| Directions |
Using the page about measuring AI understanding, decide whether each statement below agrees with it, answering yes or no and quoting the exact words that settle it. 1. The paper was accepted at AGI 2026. 2. Constrained inference builds the automata from many repeated observations. 3. Neural embeddings offer inspectable structural traces of understanding.

Measuring Understanding Through Discrete Compositional Knowledge Structures in Hierarchical Automata

How do we know if an AI truly understands something versus just predicting the right answer? Igor Balaz's new paper, accepted at AGI 2026, tackles this measurement gap head-on. Current approaches—probabilistic systems, practice-based compilation, and neural embeddings—all lack inspectable structural traces of understanding. Balaz proposes building hierarchical automata from finite state machines that represent patterns, with higher-order automata encoding compositions. Constrained inference constructs these automata from single observations, while similarity detection clusters related structures to quantify concept robustness. Graph memory makes compositional knowledge directly inspectable, and metacognitive mechanisms enable observable reconfiguration. The result: understanding becomes a measurable property with distinct signatures that go beyond statistical correlation.

| Recorded information |
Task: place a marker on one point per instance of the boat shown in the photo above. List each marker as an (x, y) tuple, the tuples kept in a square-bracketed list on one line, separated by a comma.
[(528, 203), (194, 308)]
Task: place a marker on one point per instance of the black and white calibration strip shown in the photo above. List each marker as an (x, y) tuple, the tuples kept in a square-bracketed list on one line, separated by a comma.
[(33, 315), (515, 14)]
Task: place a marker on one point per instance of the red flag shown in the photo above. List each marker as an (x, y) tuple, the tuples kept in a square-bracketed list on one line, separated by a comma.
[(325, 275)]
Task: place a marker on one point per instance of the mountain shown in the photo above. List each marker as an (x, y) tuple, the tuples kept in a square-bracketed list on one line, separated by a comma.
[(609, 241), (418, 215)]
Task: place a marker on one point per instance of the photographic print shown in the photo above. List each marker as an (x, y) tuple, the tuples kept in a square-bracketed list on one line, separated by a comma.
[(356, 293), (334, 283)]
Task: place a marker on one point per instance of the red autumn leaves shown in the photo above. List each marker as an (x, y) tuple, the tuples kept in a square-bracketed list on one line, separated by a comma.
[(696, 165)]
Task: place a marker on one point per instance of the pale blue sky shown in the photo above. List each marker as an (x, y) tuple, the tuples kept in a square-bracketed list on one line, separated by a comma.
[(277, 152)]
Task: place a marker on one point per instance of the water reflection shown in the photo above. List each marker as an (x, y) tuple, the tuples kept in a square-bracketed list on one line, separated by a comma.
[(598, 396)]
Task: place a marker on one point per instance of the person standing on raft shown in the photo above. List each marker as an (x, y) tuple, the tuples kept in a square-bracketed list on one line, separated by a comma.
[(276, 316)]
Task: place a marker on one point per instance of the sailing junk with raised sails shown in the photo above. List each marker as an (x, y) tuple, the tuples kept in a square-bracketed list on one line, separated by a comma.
...
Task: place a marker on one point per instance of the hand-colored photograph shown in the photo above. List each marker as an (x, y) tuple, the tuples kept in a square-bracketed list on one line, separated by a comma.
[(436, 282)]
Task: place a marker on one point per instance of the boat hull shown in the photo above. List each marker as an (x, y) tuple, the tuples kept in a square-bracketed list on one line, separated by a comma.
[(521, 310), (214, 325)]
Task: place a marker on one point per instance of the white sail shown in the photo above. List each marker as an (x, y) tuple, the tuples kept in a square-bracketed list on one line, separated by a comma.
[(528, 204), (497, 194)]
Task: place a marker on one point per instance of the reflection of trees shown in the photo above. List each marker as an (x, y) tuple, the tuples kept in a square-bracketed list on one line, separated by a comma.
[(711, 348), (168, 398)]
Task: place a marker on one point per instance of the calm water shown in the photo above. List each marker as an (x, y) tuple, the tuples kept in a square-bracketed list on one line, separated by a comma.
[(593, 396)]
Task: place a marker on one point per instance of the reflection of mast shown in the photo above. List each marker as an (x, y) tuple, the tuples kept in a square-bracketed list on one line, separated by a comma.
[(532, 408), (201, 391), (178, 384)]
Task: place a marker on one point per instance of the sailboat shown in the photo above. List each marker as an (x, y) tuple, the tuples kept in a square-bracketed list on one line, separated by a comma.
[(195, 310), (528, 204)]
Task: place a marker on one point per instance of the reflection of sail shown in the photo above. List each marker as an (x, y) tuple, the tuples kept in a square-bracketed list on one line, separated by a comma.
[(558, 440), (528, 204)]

| Solution to the problem |
1. Yes: "accepted at AGI 2026"
2. No: "Constrained inference constructs these automata from single observations"
3. No: "all lack inspectable structural traces of understanding"